> [Testo fornito]:
● ● ● ●

Niente tentativo per il reato di mercato di voto (o forse si?)

23 Febbraio 2023

La decisione della Corte di cassazione verte sul tema della (non) rilevanza penale del tentativo nel delitto di mercato di voto ex art. 233 LF (e, oggi, ex art. 339 CCII), laddove la proposta proveniente da una delle parti rimanga non accolta dall'altra, neppure in termini di avvio di una trattativa. Chiarisce la Corte, tuttavia, che ciò non vale ad escludere in toto la configurabilità della fattispecie tentata del reato in discorso.
La massima

La fattispecie delittuosa di cui all'art. 233 l. fall. è lato sensu riconducibile alla categoria della corruzione sicché ove - come nel caso di specie - la condotta si è esaurita nella proposta di una delle parti integrante al più un'istigazione, essa, in mancanza di una disposizione, nell'ambito in questione, speculare a quella di cui all'art. 322 c.p. o al novellato art. 2635 c.c., rimane non punibile.

● ● ● ●

> [Dati forniti]:
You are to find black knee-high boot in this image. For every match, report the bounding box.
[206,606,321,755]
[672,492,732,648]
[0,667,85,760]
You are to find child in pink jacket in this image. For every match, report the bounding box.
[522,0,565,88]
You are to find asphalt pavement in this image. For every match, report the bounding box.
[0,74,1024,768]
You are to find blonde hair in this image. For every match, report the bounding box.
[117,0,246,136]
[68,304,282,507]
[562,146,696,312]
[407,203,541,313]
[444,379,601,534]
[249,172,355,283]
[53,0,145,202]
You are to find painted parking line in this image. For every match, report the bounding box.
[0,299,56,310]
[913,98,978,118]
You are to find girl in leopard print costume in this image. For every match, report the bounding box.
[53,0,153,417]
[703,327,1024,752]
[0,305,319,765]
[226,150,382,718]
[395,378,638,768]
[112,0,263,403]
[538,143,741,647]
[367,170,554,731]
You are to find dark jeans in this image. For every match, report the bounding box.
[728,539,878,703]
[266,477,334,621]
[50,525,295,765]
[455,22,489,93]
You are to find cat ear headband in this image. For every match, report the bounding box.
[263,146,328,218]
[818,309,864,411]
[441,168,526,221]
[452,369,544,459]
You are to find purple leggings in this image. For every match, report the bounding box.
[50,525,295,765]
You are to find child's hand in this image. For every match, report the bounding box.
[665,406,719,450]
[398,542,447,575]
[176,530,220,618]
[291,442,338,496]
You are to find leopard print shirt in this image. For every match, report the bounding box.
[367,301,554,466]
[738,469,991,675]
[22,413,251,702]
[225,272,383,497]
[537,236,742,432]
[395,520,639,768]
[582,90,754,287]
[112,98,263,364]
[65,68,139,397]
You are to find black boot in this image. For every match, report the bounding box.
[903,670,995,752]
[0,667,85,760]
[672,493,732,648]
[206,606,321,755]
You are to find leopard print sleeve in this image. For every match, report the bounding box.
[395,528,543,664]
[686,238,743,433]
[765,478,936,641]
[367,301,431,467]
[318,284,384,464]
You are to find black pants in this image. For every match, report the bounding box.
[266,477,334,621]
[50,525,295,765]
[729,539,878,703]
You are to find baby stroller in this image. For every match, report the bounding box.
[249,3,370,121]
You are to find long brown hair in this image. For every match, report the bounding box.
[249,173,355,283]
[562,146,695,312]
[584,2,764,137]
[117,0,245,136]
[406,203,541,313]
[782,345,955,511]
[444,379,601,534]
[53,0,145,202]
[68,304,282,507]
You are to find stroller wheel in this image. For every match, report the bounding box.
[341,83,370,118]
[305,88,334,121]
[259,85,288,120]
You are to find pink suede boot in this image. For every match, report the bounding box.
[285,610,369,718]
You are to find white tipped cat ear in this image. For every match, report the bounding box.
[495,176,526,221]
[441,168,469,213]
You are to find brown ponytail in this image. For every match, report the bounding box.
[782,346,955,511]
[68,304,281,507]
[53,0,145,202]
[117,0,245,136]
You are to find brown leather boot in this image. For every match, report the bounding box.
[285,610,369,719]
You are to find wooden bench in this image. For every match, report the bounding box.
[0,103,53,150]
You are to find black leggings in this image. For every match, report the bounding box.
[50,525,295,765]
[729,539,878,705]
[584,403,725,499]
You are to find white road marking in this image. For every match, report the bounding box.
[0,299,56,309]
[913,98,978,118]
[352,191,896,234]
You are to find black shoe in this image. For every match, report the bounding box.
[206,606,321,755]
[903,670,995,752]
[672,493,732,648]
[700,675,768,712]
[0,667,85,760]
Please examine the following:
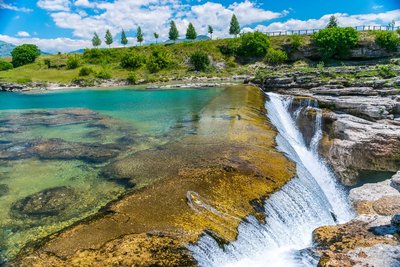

● ● ● ●

> [Consegna]: Porta avanti il commento sul tentativo nel reato di mercato di voto, riprendendo dopo l'ultima frase riportata. Le righe non servono per svolgere il lavoro.

> [Risultato]:
Il caso

In secondo grado, la Corte di appello, modificando radicalmente la decisione di primo grado, condannava per il delitto tentato di mercato di voto l'amministratore di una società creditrice di altra persona giuridica che aveva in precedenza presentato istanza di concordato preventivo. In particolare, l'imputato avrebbe prospettato ad un altro creditore della società in stato di insolvenza il pagamento di euro 1.000.000,00 per esprimere parere favorevole al concordato preventivo presentato dalla prima. Posto che la proposta corruttiva, ritenuta indiscussa dai giudici di merito, non era stata accettata dall'altro soggetto, i fatti sopra descritti sono stati qualificati dalla Corte d'appello come tentativo di mercato di voto.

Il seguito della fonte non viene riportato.